Goal — Present the rows from the line containing "shelving unit --mode=segment" through the last row, inclusive, as a Markdown table with the columns Index and Entry. Skip blank lines and number the remaining lines in order.

Data listing —

>> BEGIN

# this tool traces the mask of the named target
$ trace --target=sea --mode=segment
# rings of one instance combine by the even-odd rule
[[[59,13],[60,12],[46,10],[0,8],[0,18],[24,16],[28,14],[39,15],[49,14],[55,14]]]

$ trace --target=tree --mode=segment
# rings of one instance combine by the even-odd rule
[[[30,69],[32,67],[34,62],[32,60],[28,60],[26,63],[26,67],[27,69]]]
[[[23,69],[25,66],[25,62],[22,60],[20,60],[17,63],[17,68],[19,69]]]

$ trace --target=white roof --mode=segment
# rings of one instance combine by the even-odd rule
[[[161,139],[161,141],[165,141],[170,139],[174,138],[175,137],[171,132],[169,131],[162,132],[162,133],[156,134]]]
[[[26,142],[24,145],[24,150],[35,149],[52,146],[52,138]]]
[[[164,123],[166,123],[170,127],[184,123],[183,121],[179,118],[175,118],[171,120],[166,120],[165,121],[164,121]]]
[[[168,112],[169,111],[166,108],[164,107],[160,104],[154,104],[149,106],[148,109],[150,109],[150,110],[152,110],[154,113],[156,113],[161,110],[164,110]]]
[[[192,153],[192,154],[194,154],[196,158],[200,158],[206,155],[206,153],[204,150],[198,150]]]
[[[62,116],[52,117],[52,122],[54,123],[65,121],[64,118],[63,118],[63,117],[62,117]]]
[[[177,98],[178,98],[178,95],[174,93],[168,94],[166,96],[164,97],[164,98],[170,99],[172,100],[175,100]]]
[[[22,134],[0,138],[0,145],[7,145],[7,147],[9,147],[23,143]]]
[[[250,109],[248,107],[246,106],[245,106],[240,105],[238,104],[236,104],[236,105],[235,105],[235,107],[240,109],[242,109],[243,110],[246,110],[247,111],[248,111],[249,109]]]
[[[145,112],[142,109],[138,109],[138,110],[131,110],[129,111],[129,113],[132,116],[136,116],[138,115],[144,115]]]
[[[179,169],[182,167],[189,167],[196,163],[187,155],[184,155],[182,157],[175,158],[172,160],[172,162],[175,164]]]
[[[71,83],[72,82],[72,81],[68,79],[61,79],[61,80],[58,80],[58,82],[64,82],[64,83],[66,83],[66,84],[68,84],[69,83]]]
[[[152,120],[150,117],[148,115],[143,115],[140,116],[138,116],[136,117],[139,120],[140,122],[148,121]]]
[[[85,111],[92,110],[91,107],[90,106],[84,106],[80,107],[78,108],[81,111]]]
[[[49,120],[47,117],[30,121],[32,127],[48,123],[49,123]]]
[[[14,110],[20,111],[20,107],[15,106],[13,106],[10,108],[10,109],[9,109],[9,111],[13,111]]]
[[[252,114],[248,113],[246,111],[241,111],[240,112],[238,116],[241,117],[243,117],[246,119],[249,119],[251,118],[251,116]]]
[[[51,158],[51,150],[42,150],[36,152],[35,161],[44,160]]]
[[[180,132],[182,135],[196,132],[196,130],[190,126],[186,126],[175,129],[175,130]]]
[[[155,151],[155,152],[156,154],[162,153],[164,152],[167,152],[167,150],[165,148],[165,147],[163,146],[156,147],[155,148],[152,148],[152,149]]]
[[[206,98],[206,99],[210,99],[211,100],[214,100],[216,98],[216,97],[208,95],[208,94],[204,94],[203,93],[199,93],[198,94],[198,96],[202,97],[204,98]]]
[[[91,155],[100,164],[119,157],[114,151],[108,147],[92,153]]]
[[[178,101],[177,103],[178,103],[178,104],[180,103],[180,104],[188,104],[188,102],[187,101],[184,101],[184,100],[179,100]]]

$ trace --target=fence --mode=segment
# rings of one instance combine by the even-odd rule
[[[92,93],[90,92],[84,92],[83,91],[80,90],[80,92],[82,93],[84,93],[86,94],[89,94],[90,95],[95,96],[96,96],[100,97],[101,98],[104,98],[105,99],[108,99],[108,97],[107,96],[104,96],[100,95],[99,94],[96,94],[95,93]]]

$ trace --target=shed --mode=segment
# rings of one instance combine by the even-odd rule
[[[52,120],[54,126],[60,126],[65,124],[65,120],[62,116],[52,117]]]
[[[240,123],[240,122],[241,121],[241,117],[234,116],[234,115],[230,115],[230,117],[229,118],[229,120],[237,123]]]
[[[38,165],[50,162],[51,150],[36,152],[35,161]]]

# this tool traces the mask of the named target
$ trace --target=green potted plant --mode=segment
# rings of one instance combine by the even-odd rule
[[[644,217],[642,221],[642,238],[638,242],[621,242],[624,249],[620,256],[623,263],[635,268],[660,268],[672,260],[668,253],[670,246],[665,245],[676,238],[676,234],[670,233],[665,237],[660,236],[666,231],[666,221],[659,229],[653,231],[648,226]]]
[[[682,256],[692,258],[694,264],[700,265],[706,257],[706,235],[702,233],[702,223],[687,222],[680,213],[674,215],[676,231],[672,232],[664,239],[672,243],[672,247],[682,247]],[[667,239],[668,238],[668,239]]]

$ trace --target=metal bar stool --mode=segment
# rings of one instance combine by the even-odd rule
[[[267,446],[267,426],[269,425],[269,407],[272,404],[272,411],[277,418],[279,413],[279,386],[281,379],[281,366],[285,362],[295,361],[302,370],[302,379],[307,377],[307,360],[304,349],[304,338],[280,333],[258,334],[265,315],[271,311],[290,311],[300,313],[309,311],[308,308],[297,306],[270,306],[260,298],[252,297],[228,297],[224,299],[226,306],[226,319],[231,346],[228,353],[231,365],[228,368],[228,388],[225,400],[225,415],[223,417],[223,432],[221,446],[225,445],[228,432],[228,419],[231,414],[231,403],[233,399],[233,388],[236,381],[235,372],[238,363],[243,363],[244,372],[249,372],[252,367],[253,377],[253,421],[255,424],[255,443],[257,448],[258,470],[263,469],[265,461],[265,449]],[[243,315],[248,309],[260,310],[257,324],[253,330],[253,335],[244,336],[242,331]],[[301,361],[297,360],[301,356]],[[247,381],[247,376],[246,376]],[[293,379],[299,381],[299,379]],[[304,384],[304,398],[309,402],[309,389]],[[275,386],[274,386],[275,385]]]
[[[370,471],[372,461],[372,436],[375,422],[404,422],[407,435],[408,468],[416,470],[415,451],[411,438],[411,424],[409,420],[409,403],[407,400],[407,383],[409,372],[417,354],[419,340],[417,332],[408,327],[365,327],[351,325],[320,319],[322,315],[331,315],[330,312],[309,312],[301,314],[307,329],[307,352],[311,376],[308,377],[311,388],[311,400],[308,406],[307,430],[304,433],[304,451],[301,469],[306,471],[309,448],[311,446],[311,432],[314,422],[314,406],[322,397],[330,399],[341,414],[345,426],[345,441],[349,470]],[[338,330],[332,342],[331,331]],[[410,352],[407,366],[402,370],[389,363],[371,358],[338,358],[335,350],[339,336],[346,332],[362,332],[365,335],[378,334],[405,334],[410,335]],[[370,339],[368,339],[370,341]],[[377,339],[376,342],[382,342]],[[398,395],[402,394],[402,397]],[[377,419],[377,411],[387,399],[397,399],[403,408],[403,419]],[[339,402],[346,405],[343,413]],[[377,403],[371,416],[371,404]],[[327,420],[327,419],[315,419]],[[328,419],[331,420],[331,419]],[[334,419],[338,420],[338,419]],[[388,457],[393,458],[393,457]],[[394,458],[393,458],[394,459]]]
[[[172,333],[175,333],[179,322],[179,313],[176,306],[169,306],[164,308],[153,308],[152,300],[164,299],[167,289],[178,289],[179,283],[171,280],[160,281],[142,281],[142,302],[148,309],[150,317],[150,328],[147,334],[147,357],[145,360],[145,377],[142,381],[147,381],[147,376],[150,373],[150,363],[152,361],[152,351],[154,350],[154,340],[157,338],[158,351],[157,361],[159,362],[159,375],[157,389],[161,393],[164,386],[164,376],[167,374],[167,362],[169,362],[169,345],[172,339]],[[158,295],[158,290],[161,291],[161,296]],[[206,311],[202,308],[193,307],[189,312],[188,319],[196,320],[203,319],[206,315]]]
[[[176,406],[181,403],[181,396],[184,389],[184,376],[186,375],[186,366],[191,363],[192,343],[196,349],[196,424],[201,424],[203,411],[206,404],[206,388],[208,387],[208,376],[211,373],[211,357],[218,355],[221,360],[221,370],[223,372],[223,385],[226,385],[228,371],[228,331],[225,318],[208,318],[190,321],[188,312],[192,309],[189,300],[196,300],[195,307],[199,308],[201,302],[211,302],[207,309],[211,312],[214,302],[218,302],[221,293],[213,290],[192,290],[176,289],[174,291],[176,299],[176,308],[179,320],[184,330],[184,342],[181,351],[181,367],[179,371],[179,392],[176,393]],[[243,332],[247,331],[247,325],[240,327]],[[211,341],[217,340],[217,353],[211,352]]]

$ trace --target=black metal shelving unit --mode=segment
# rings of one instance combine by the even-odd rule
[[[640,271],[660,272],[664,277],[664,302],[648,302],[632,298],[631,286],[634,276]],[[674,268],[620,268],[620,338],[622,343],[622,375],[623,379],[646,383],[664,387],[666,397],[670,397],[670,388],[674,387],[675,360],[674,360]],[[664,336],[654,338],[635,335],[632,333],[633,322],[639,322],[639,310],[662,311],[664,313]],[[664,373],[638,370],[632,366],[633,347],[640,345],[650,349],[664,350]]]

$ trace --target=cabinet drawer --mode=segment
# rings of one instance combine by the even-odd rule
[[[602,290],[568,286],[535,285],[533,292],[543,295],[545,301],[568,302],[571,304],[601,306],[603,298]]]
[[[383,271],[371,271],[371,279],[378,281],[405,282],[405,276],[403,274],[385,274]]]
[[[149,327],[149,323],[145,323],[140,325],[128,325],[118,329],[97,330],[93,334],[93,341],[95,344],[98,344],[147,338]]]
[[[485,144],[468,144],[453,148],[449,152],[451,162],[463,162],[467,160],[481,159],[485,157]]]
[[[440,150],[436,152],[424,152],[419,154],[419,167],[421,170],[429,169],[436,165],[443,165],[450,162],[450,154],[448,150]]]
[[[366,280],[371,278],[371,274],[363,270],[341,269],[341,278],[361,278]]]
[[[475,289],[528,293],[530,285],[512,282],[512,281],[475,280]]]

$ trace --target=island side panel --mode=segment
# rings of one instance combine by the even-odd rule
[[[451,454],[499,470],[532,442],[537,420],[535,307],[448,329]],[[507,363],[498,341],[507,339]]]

>> END

Result of this task —
| Index | Entry |
|---|---|
| 1 | $ trace --target=black metal shelving unit --mode=segment |
| 2 | # rings of one instance combine by the even-odd rule |
| 3 | [[[640,271],[660,272],[664,277],[664,302],[648,302],[632,298],[631,286],[634,276]],[[674,268],[620,268],[620,338],[622,343],[622,375],[623,379],[646,383],[664,387],[666,397],[670,397],[670,388],[674,387],[675,360],[674,360]],[[664,336],[654,338],[635,335],[632,333],[633,322],[639,322],[639,310],[662,311],[664,313]],[[664,373],[638,370],[632,366],[633,347],[640,345],[650,349],[664,350]]] |
| 4 | $ trace --target=cabinet drawer --mode=segment |
| 5 | # rings of one instance combine by the even-odd rule |
| 6 | [[[602,290],[568,286],[535,285],[533,292],[543,295],[545,301],[568,302],[571,304],[601,306],[603,298]]] |
| 7 | [[[383,271],[371,271],[371,279],[378,281],[405,282],[405,276],[403,274],[385,274]]] |
| 8 | [[[149,327],[149,323],[145,323],[140,325],[128,325],[118,329],[97,330],[93,334],[93,341],[95,344],[98,344],[147,338]]] |
| 9 | [[[485,144],[468,144],[453,148],[449,152],[451,162],[463,162],[467,160],[481,159],[485,157]]] |
| 10 | [[[440,150],[436,152],[424,152],[419,154],[419,167],[421,170],[429,169],[436,165],[443,165],[450,162],[450,154],[448,150]]] |
| 11 | [[[366,280],[371,278],[371,274],[363,270],[341,269],[341,278],[361,278]]] |
| 12 | [[[475,289],[528,293],[530,285],[512,282],[512,281],[475,280]]] |
| 13 | $ trace --target=island side panel --mode=segment |
| 14 | # rings of one instance combine by the even-odd rule |
| 15 | [[[451,454],[499,470],[532,442],[537,420],[535,307],[448,329]],[[507,363],[498,341],[507,339]]] |